▶ SET EXERCISE A
Please quote the stretch of the mailing list reply about character set damage from "On Sun, Dec" through "of the following?".
▶ SET EXERCISE B
In the mailing list reply about character set damage, what bytes make up the UTF-8 encoding for lowercase e with grave?
▶ SET EXERCISE C
Carry on the mailing list reply about character set damage from the point where it stops.
** START OF PROVIDED PASSAGE **
Re: Changing character set when the damage is done

From: Michael Fuhr <mike(at)fuhr(dot)org>
To: Alexis Paul Bertolini <bertolini(at)computer(dot)org>
Cc: pgsql-sql(at)postgresql(dot)org
Subject: Re: Changing character set when the damage is done
Date: 2006-12-24 16:57:34
Message-ID: 20061224165734.GA43931@winnie.fuhr.org
Views: Raw Message | Whole Thread | Download mbox | Resend email
Thread:
Lists: pgsql-sql

On Sun, Dec 24, 2006 at 05:05:37PM +0100, Alexis Paul Bertolini wrote:
> They show up in PHP, PgAdminIII and psql. All the same. A lowercase e
> with a grave accent appears as a capital A with the cedilla, followed by
> an umlaut (just the umlaut, on its own). So to answer your question,
> they are two characters.

Are you sure that's not a tilde (a wavy line above the A) instead
of a cedilla (a hook below the A)? The UTF-8 encoding for lowercase e
with grave is 0xc3 0xa8, which in ISO-8859-1 (LATIN1) or Windows-1252
is uppercase A with tilde followed by a diaeresis (an umlaut on its
own). Does the data appear correctly if you do either of the following?
** END OF PROVIDED PASSAGE **
** START OF COLLECTED DATA **
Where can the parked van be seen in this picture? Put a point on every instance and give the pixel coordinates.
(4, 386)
** END OF COLLECTED DATA **
▶ FINAL RESULT A
On Sun, Dec 24, 2006 at 05:05:37PM +0100, Alexis Paul Bertolini wrote:
> They show up in PHP, PgAdminIII and psql. All the same. A lowercase e
> with a grave accent appears as a capital A with the cedilla, followed by
> an umlaut (just the umlaut, on its own). So to answer your question,
> they are two characters.

Are you sure that's not a tilde (a wavy line above the A) instead
of a cedilla (a hook below the A)? The UTF-8 encoding for lowercase e
with grave is 0xc3 0xa8, which in ISO-8859-1 (LATIN1) or Windows-1252
is uppercase A with tilde followed by a diaeresis (an umlaut on its
own). Does the data appear correctly if you do either of the following?

▶ FINAL RESULT B
0xc3 0xa8

▶ FINAL RESULT C
SELECT convert(colname, 'utf8', 'latin1') FROM tablename;
SELECT convert(colname, 'utf8', 'win1252') FROM tablename;

If you use characters like "smart quotes" or the Euro sign then
you'll probably need to use win1252 instead of latin1. Does the
following show a Euro sign or does it show blank?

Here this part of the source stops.